Given records
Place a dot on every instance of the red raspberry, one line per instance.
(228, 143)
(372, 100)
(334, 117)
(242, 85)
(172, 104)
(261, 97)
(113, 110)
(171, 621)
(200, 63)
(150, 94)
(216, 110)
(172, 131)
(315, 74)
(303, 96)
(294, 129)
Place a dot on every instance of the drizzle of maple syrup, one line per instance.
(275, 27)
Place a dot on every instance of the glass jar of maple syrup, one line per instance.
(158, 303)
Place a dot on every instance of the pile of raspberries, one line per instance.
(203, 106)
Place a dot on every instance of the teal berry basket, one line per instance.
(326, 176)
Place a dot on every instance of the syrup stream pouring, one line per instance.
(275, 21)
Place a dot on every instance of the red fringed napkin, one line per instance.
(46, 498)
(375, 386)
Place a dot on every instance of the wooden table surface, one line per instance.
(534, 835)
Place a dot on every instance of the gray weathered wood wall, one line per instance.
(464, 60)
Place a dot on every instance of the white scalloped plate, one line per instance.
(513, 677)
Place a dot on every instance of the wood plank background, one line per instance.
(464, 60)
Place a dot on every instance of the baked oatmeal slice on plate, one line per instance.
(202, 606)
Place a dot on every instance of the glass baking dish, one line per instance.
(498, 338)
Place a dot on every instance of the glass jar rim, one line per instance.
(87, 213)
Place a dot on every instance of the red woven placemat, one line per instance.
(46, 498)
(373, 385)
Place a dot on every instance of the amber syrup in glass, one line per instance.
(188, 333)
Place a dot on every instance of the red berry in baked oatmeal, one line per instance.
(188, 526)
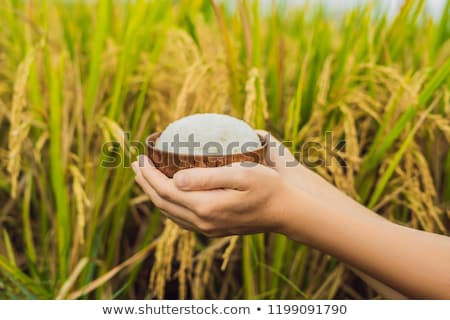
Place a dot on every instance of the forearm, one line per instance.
(414, 262)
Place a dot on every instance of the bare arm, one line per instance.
(300, 204)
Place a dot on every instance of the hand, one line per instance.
(237, 199)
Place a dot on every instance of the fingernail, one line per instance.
(181, 180)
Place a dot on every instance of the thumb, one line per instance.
(229, 177)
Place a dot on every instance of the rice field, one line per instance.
(83, 82)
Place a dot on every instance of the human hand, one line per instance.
(236, 199)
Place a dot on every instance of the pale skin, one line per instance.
(296, 202)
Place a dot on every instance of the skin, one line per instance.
(294, 201)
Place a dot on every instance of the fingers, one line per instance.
(165, 187)
(179, 214)
(229, 177)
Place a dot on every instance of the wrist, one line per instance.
(296, 221)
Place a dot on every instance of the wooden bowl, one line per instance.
(169, 163)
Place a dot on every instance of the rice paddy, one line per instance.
(82, 83)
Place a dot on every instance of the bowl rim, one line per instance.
(151, 139)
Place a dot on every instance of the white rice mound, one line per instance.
(213, 134)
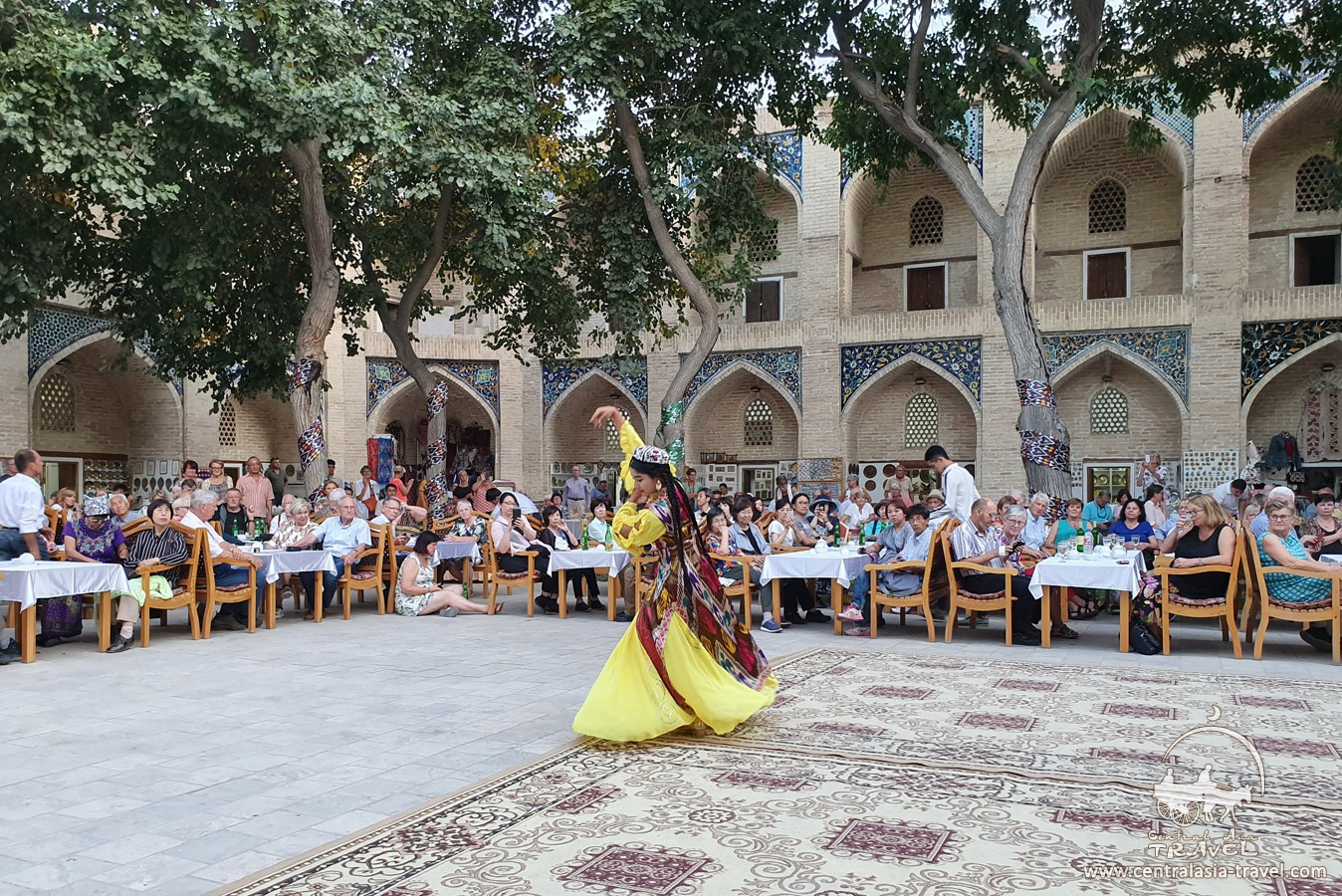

Job
Count the lines in the material above that contain the string "skin" with matching case, and give only the number.

Right answer
2